Passage:
As with all experiments, there was error throughout the trials. On this (hyperlink to videos) video, the objects sometimes hit the sidewall of the pool. This causes the fishing line holding the animals to swing in a circle. As a result, it slows the results and creates error in the results. If one object hit the wall more often and/or harder than the others, the data might be incorrect. This is why multiple trials are tested to take into account the possibility of bad data.  Finally, there is a human element of error in our project.  The timer was not stopped or started at the exact same time as the object broke the water. As a result of this error, the times could have been affected, making the average not reflect to the animal’s real speed in real life.


We mathematically checked to see what the percentage error in our results was. The percent-error is the amount of error in each average put into a percent. The percent error of the dolphin is 1.69% and the margin of error is plus or minus .076 seconds. The puffer fish’s percent error was 3.8% and the margin of error is plus or minus .266 seconds. It is clear that the puffer fish was the slowest and it had the most time for error in its results to occur by almost .266 seconds. So, we can conclude that the margin of error would not have affected the order of the results. Click Here To See Full Results Page


What would we change?


If we could change our experiment, we would have made a pulley system that could stretch over the middle of the pool. This would eliminate the chance of the objects hitting the walls.  In addition, we would test more objects to see how the speed would change over various species.  Something that we would advise to future groups is to add the element of scale.  Making the objects to scale would take into account that not all sea creatures are the same size. For instance, an orca whale is significantly larger than a puffer fish, yet in our experiment they were similar in size.

Direction 1: In the passage on the sea-creature speed experiment, what percent error did the group find for the dolphin?
Direction 2: Continue the passage on the sea-creature speed experiment, picking up after its last sentence.

Information provided:
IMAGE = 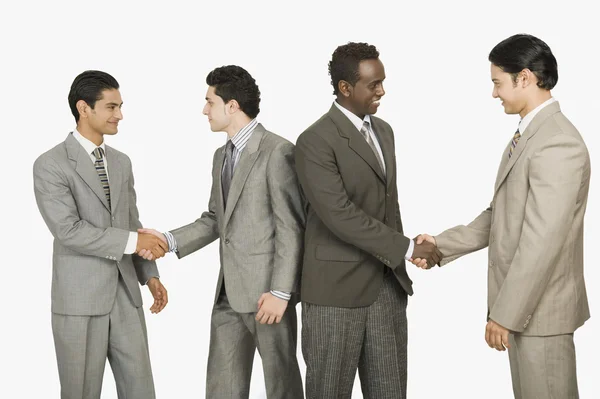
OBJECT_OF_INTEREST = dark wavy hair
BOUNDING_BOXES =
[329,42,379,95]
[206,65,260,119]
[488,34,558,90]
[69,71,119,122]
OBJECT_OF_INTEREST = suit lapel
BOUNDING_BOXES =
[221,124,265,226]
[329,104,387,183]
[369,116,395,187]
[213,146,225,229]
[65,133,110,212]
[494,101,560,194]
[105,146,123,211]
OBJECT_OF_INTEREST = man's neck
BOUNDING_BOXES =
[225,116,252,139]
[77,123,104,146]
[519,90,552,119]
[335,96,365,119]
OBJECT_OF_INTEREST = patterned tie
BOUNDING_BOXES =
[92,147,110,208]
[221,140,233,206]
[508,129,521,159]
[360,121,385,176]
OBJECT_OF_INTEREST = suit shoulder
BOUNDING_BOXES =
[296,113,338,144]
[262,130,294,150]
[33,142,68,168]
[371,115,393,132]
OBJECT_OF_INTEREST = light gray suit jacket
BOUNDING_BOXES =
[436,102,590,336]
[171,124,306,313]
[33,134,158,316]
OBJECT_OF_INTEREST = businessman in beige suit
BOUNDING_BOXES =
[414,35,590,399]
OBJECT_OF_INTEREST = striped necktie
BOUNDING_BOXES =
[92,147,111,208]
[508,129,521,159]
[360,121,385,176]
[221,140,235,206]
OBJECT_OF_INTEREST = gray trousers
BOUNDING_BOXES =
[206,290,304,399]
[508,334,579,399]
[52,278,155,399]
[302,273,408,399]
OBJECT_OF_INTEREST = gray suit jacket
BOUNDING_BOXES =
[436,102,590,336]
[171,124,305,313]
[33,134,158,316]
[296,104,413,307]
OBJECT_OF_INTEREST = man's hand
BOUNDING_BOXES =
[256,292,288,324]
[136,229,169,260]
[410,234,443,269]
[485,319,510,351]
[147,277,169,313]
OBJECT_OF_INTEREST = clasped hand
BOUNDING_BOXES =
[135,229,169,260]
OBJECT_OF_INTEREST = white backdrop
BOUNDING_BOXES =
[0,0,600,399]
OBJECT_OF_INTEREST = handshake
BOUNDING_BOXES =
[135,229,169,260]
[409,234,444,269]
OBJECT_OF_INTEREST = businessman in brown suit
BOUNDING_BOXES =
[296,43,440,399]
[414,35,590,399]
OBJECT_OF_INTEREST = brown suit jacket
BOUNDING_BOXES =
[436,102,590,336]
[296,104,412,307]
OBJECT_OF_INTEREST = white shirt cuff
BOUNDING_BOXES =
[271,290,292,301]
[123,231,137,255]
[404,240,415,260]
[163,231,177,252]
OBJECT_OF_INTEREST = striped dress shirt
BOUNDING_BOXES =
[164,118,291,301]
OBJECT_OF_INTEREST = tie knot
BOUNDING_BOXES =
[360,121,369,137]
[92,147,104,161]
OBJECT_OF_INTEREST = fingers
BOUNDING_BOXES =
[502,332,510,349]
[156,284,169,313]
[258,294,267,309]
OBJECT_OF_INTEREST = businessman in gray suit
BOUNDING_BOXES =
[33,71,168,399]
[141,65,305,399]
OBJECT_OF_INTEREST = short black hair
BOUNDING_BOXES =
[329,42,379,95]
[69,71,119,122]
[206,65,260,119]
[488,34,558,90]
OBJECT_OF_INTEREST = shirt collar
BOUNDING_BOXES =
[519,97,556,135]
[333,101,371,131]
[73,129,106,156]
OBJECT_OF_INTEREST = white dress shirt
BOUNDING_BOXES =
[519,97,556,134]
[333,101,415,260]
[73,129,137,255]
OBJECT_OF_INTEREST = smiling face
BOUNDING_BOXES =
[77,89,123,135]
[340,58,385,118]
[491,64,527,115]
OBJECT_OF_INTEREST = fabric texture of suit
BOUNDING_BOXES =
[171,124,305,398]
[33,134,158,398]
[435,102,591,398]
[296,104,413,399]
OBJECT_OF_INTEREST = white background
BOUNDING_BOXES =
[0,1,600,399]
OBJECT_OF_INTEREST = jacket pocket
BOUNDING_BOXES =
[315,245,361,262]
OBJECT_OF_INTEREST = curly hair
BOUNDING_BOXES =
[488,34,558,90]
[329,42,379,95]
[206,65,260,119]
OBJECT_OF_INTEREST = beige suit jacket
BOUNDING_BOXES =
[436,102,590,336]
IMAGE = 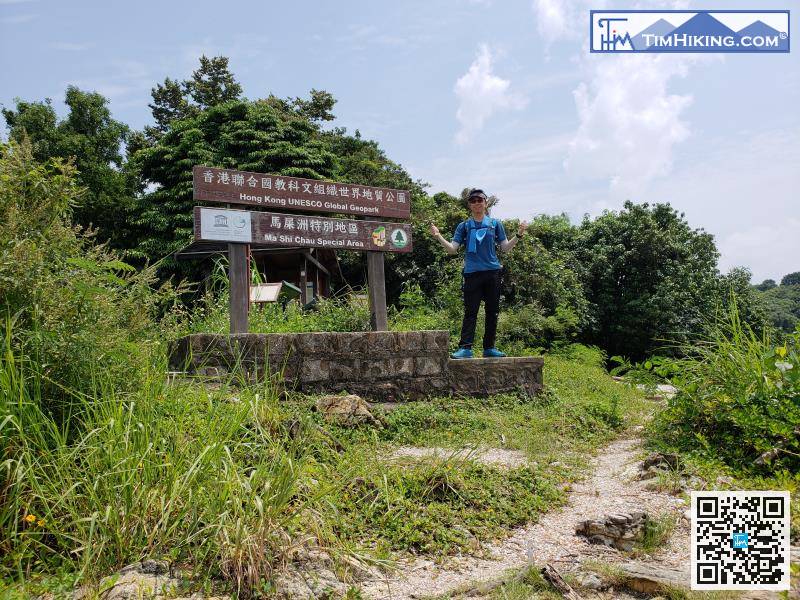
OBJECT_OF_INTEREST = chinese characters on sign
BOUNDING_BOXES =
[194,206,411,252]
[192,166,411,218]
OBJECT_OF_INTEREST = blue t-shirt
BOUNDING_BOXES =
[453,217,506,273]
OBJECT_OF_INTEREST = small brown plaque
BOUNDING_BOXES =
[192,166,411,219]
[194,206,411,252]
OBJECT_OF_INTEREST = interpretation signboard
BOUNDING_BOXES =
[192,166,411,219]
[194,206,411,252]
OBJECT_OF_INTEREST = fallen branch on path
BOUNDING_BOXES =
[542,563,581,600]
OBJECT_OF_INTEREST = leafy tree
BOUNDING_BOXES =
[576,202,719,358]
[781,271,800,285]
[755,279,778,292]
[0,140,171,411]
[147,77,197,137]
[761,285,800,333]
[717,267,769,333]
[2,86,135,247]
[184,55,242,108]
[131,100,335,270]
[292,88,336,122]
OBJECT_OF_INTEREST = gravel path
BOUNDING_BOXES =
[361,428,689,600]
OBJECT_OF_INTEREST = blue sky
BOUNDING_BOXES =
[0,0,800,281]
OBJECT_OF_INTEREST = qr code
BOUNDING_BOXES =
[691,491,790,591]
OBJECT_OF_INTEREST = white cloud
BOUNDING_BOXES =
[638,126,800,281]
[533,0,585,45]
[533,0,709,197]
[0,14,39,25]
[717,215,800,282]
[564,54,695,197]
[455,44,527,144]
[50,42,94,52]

---

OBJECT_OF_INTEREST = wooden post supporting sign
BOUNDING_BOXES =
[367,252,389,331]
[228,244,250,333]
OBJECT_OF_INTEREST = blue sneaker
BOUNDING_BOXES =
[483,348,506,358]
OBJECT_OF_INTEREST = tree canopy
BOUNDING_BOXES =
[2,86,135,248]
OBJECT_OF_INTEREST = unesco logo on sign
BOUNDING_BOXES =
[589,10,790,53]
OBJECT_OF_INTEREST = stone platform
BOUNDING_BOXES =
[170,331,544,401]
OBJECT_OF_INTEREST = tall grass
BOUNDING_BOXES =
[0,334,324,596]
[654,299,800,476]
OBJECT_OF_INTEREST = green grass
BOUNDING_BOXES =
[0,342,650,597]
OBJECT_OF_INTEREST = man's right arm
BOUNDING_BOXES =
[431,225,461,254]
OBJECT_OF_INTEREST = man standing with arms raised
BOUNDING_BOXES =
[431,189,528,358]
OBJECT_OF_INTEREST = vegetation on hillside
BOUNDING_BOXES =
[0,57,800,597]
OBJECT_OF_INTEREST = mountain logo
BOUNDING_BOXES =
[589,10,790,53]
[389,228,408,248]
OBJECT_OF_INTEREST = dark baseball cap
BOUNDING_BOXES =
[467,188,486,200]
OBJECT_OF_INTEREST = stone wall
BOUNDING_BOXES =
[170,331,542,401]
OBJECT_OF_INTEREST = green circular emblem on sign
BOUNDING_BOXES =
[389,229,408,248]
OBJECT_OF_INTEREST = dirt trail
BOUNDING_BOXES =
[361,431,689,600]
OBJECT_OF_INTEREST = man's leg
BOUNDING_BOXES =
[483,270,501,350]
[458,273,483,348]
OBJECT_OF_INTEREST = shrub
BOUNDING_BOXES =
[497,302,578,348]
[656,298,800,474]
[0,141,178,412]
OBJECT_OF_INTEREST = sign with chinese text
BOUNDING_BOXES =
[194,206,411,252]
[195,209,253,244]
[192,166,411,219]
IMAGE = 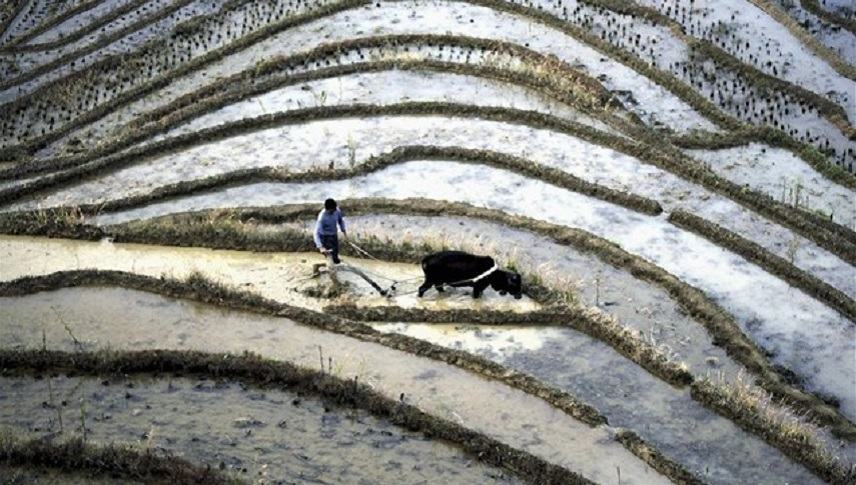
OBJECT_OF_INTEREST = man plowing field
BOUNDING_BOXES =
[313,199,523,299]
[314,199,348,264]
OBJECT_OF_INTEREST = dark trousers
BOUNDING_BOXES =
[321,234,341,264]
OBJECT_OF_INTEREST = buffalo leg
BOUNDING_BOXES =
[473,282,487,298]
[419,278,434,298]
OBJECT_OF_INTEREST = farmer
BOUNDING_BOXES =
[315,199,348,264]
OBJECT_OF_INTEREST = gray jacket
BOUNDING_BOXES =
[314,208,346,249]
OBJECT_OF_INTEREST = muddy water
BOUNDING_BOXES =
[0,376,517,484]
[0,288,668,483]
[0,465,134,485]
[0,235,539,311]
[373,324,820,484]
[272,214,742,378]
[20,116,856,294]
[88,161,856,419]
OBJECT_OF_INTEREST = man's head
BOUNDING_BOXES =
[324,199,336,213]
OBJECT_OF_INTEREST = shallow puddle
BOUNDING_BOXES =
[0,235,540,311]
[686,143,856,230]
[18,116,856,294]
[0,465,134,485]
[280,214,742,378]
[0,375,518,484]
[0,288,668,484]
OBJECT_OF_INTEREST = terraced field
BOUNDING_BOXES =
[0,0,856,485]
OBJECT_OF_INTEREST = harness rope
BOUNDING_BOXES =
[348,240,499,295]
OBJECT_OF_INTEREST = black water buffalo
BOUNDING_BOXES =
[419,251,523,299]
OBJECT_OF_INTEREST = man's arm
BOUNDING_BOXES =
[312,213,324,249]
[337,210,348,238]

Response 1: 1.69%

Response 2:
What does it have to do with scuba diving?

Hydrodynamics is very applicable to scuba diving. Scuba divers have always searched for equipment that will help them achieve equal buoyancy as easily as possible.  It is sort of the holy grail of scuba diving, something that every diver searches for.  The technology of the scuba equipment is widely recognized as beginning with the invention of Emile Gagnan and Jacques Cousteau. They created the first “modern” scuba equipment, and since there have been many improvements for scuba equipment.  Learning about certain animals and how the shapes of their body improve their ability to streamline through the water, can help scuba manufacturers in the future.  Changing the shape of a scuba tank or the flexibility of fins can go a long way in helping divers move through the water much easier.  In the future, researchers might find that it would be better to shape a scuba tank similar in a different shape, such as a dolphin’s, fin.  Nevertheless, hydrodynamics will always be an integral part in the scuba diving, especially as it relates to how much the diving experience is enjoyed.